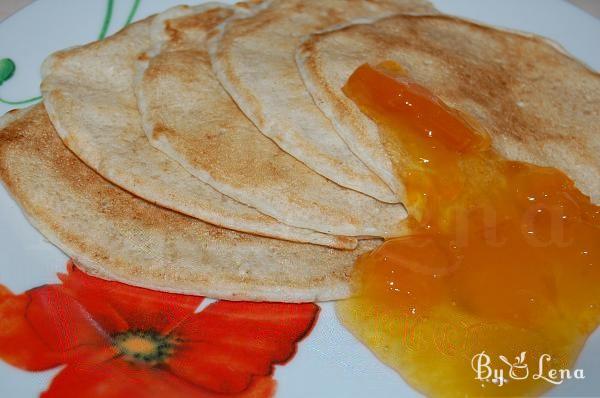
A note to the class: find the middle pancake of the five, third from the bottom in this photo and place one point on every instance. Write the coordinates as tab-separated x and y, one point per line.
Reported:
189	116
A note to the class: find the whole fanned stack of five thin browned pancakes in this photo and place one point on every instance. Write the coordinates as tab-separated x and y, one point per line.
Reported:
210	150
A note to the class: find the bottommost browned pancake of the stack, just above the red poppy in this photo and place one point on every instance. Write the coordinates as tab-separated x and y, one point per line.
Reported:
115	235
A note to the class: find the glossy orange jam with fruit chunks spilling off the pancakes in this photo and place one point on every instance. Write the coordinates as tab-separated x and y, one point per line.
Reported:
498	286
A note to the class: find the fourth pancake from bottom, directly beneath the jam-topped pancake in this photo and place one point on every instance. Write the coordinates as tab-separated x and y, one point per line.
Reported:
253	57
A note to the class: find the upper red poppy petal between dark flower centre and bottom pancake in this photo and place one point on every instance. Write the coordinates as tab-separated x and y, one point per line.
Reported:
142	309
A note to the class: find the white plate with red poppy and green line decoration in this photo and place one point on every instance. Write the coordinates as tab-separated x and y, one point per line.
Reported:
330	362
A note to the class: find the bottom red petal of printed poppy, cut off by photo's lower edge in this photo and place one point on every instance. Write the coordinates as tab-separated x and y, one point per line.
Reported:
120	379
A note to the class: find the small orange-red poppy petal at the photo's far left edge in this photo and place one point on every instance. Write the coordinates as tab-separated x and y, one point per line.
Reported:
20	345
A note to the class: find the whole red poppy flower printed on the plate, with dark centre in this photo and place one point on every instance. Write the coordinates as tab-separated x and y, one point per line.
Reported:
121	341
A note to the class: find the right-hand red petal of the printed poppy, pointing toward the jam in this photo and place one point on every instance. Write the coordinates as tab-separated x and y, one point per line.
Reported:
232	342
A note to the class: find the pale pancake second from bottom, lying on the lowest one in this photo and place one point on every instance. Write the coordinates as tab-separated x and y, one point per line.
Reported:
88	93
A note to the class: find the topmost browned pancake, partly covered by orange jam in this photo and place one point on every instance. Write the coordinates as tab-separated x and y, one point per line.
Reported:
538	104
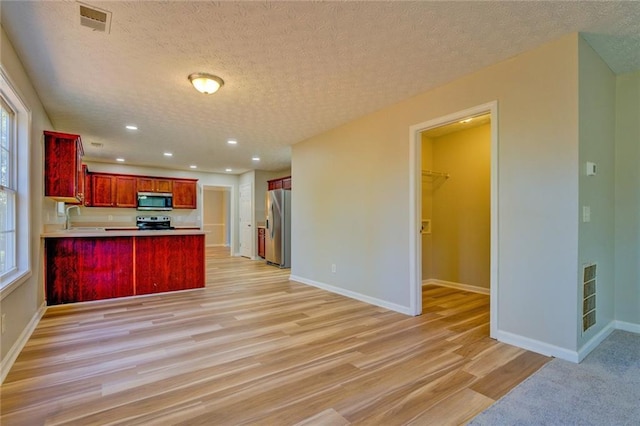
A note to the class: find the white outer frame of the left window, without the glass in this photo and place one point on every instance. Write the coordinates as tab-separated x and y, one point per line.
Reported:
21	149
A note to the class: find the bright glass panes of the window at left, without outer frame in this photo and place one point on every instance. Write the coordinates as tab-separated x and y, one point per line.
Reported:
8	189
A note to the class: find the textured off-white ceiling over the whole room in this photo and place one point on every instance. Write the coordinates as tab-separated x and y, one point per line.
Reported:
291	69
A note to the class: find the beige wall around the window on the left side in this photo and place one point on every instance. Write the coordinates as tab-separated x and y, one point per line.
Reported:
21	306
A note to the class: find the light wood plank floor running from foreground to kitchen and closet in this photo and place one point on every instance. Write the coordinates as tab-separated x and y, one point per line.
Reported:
255	348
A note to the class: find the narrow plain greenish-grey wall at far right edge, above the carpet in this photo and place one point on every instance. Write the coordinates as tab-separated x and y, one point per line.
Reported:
627	201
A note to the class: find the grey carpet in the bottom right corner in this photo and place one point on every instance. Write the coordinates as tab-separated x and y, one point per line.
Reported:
604	389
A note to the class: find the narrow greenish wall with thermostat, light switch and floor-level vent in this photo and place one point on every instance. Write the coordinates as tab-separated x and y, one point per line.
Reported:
597	138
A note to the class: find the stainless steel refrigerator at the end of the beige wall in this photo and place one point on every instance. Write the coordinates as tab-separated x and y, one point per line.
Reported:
277	240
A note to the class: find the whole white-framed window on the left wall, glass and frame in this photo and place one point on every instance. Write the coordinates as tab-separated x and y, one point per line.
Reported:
15	121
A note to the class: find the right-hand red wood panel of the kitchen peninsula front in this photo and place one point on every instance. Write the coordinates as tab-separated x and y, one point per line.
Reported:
167	263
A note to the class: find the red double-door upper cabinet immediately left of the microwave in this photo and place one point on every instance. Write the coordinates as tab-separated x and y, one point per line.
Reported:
109	190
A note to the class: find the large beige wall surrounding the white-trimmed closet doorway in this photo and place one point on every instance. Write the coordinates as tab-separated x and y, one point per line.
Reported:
352	196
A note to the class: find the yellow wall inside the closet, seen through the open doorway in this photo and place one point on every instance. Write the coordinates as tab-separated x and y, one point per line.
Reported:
461	211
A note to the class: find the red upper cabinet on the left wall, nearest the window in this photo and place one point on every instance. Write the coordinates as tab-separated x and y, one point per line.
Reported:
63	174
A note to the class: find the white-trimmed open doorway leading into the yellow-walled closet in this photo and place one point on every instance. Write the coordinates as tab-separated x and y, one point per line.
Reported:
454	205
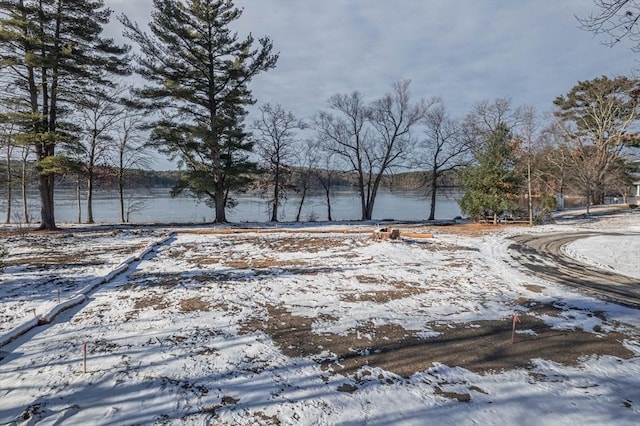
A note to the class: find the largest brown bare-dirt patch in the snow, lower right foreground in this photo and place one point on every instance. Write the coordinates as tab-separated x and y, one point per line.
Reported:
481	346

Task statement: Once the pictures have been removed, reproduce each line of the material above exactly.

Exercise output:
A note to the class: find the middle pancake of the five, third from the bottom in this photo and place one point on every instance. Write the coordinates as tab-separated x and y, one point per line.
Reported:
189	116
A note to the class: find the whole fanned stack of five thin browned pancakes in this photo and place one point on every instance. Write the coordinates as tab-separated x and y, one point per line.
Reported:
210	150
A note to the class: find the bottommost browned pancake of the stack, just above the red poppy in this photo and place one point on every instance. Write the coordinates as tab-separated x and y, one point per line.
Reported:
115	235
A note to the class: find the glossy orange jam with fruit chunks spilling off the pancakes in this photo and place one point on every instance. Write the coordinates as tab-separated x and y, one point per line.
Reported:
498	286
A note to the class: find the fourth pancake from bottom, directly beneath the jam-topped pancake in this photo and place one point on every instance. Write the coordinates as tab-separated x and y, one point per line.
Reported:
253	57
A note to the class: find the upper red poppy petal between dark flower centre and bottom pancake in this photo and place one point on every instance. Write the coordinates as tab-separated x and y, one point per line.
Reported:
142	309
A note to the class: find the white plate with red poppy and green line decoration in this photo and place one point on every instance. Write the coordinates as tab-separated x and y, one point per line.
Reported:
330	362
A note to the class: find the bottom red petal of printed poppy, cut off by photo's lower edge in this photo and place one point on every instance. Write the coordinates as tab-separated x and y, one point per line.
Reported:
120	379
A note to the class: find the small orange-red poppy petal at the photo's far left edge in this photo and place one point on every instance. Write the coordinates as tab-separated x and y, one point per line.
Reported:
20	345
A note to the class: find the whole red poppy flower printed on the plate, with dark centre in this photo and place one point on every instance. Write the coordinates as tab-separated x and y, one point per line.
Reported:
121	341
A note to the class: find the right-hand red petal of the printed poppy, pointing toward the jam in this photo and place one point on every instance. Write the coordinates as tab-separated x and y, one point per line.
Reported:
232	342
A note to the class: find the pale pancake second from bottom, lying on the lowest one in this photo and place one point on every instance. Write the coordinates as tab-separated x and y, one point per line.
Reported:
88	93
A note to the class: find the topmost browned pancake, partly covered by orange jam in this photo and place one point on every instance. Write the coordinates as tab-separated x and y, one point per line.
Reported:
538	104
A note to the class: find the white outer frame of the left window, without the glass in this photo and place one point on every instance. Write the coordinates as tab-separated x and y, one point per line.
Reported:
21	149
A note to the class: find the bright glass panes of the window at left, without outer frame in this photo and place one point on every instance. Write the coordinates as tab-separated x and y, one point per line.
Reported:
8	189
A note to the class: find the textured off-white ceiling over the whole room in this photo and place one point on every instance. Write the coordinates as tab-separated x and y, one point per line.
Reported:
291	69
A note to the class: find the beige wall around the window on the left side in this photo and place one point on every instance. Write the coordinates as tab-separated x and y, one point per line.
Reported:
21	306
A note to the class: find the light wood plank floor running from foreground to kitchen and closet in this photo and place one point on every instance. Write the coordinates as tab-separated x and y, one point per line.
Reported:
255	348
A note to the class: find the narrow plain greenish-grey wall at far right edge, above the carpet in this photo and place one point on every instance. Write the coordinates as tab-separated x and y, one point per line.
Reported:
627	201
A note to the class: find the grey carpet in the bottom right corner in this photo and place one point on every instance. Write the coordinates as tab-separated x and y, one point per line.
Reported:
604	389
A note to the class: find the narrow greenish wall with thermostat, light switch and floor-level vent in this photo and place one point on every instance. Write the coordinates as tab-separated x and y, one point per line.
Reported:
597	138
A note to the class: find the stainless steel refrigerator at the end of the beige wall in this photo and place one point on every instance. Write the coordinates as tab-separated x and y, one point per line.
Reported:
277	240
A note to the class: find the whole white-framed window on the left wall, glass and frame in this photo and place one point on every instance. Write the coordinates as tab-separated x and y, one point per line.
Reported:
15	121
A note to the class: find the right-hand red wood panel of the kitchen peninsula front in this photo and place one point on every instance. Write the coordinates as tab-separated x and y, one point per line.
Reported:
167	263
A note to the class: find the red double-door upper cabinet immediately left of the microwave in this photo and place one point on every instance. Write the coordinates as tab-separated x and y, one point per line.
Reported:
109	190
A note to the class: find the large beige wall surrounding the white-trimmed closet doorway in this photo and place one point on every instance. Write the coordinates as tab-separated x and y, one point per line.
Reported:
352	196
A note to the class: find the yellow wall inside the closet, seen through the open doorway in this photo and place one point on every instance. Write the coordinates as tab-separated x and y, one point per line.
Reported:
461	211
A note to the class: find the red upper cabinet on the left wall, nearest the window in this photo and place one point on every instance. Write the coordinates as tab-separated x and y, one point per line.
Reported:
63	174
A note to the class: find the white-trimmed open doorway leading into the yellow-walled closet in this photo and place one point on every instance. Write the coordinates as tab-separated x and y, one point per line.
Reported:
454	205
A note to the class: find the largest brown bare-dirt patch in the snow, lower right foreground in this photo and place one point on every instance. Write the coordinates as tab-separated x and y, one point per line.
Reported:
481	346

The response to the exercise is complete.